# help!



## bug (Jul 31, 2013)

sorry, i'm new to painting. i love and admire art a lot, and i'm very mediocre, especially at painting (i'm better with charcoal and graphite) but i was going to paint designs on this black table and chairs i have, and i was just curious if someone had suggestions one what the best paint to use would be to make it last?


----------



## JuliaGhostx3 (Aug 3, 2013)

I would go with acrylic and then spray it with a sealant!


----------



## corydulos (Apr 28, 2013)

Hello JuliaGhostx3 & bug!

If I may, I'd like to addendum Ms. Julia's reply by simply adding "outdoor" to that recommendation, such as this one, although I don't necessarily endorse this name brand.
"Regular" acrylic paint will crack and peel off a non-porous surface and although a sealant _should_ prevent that generally, I suppose it would need to as well be designed for outdoor use (not knowing how much if any exposure this chair may get to outdoor situations).


----------



## bug (Jul 31, 2013)

JuliaGhostx3 said:


> I would go with acrylic and then spray it with a sealant!


okay, that's what i was thinking but i just wanted to be sure before i went and bought supplies!


----------



## bug (Jul 31, 2013)

corydulos said:


> Hello JuliaGhostx3 & bug!
> 
> If I may, I'd like to addendum Ms. Julia's reply by simply adding "outdoor" to that recommendation, such as this one, although I don't necessarily endorse this name brand.
> "Regular" acrylic paint will crack and peel off a non-porous surface and although a sealant _should_ prevent that generally, I suppose it would need to as well be designed for outdoor use (not knowing how much if any exposure this chair may get to outdoor situations).


it won't be getting any outdoor use, strictly an indoor chair and table  but i'll look into those, because the extra protection might be good just in case, thank you


----------



## olivierthelord (Aug 15, 2013)

Why not trying watercolors? Its a good way to start, kinda difficult but very instructive !


----------



## bug (Jul 31, 2013)

olivierthelord said:


> Why not trying watercolors? Its a good way to start, kinda difficult but very instructive !


i've dabbled in water colors a wee bit, and i'm just plain awful to be honest haha, i usually just wind up making something very abstract because i can't control this medium as well as i can with graphite. but i wanna break out into acrylic just for fun. we found this chair and table by the dumpster, and i thought it'd be fun to make a scene on it, and if it comes out crummy, then they can return to their resting place by the dumpster, and if they come out nicely than we'll keep them! just a fun experiment, but i wanted to make sure i was using the right paints


----------

Collected data:
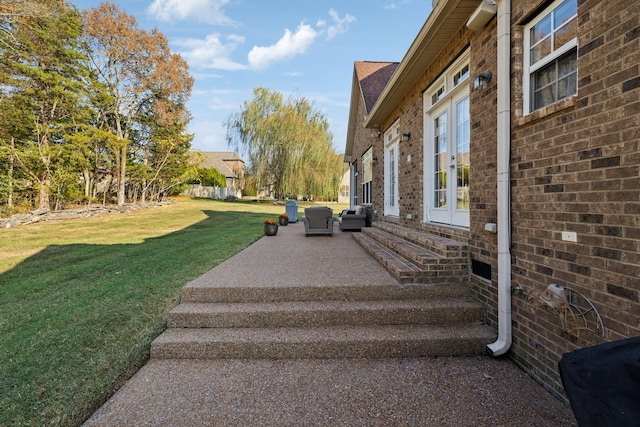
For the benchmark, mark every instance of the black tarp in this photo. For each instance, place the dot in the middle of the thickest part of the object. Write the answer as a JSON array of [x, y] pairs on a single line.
[[603, 383]]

Directive:
Reproduce word for word the stretch of the painting thread above from "sorry, i'm new" through "(Aug 3, 2013)".

Solution to the problem:
sorry, i'm new to painting. i love and admire art a lot, and i'm very mediocre, especially at painting (i'm better with charcoal and graphite) but i was going to paint designs on this black table and chairs i have, and i was just curious if someone had suggestions one what the best paint to use would be to make it last?


----------



## JuliaGhostx3 (Aug 3, 2013)